**Excerpted passage**
-------------------------

Despite the duration of the Plaintiff’s Injuries, Mr. Justice Melnick found that they were not particularly severe or debilitating. He also found that she failed to take reasonable steps to reduce her symptoms and that with appropriate exercises there was room for considerable improvement. In assessing the Plaintiff’s non pecuniary damages at $35,000 Mr. Justice Melnick held as follows:
 Medical reports are often as interesting for how they are worded as for what opinions they express. In the case of the report of Dr. Apel, she indicated that she has examined Ms. Salzmann at the request of Ms. Salzmann’s counsel. Then, while responding to a specific question put to her by that same counsel (whether Ms. Salzmann’s symptoms will abate eventually) she carefully replied that “…it is unlikely those symptoms spontaneously will abate eventually” (emphasis added).
 The use of the word “spontaneously” coupled with her pointed remarks that Ms. Salzmann’s lack of conditioning and need for an exercise therapist or kinesiologist suggests to me that Ms. Salzmann’s symptoms likely will abate provided she becomes committed to an appropriate program of exercise (as opposed to passive treatments such as massage). Ms. Salzmann must take a significant role in her own recovery, something she has not done in the past (perhaps due to her being so young, perhaps due to not having been given adequate instruction or having been provided with the required sense of self-discipline). For this reason she bears some, but far from all, of the responsibility for her continued pain given that she was injured when only ten years of age.

-------------------------

**What the task asks**
Rewrite everything from "The use of the" down to "years of age." in the court passage, substituting "physical therapist" for "kinesiologist". Work only from the court passage.

**Data**

-------------------------

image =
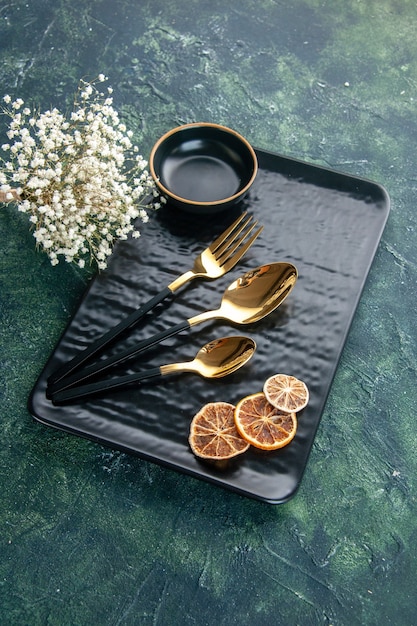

-------------------------

**Reply**
The use of the word “spontaneously” coupled with her pointed remarks that Ms. Salzmann’s lack of conditioning and need for an exercise therapist or physical therapist suggests to me that Ms. Salzmann’s symptoms likely will abate provided she becomes committed to an appropriate program of exercise (as opposed to passive treatments such as massage). Ms. Salzmann must take a significant role in her own recovery, something she has not done in the past (perhaps due to her being so young, perhaps due to not having been given adequate instruction or having been provided with the required sense of self-discipline). For this reason she bears some, but far from all, of the responsibility for her continued pain given that she was injured when only ten years of age.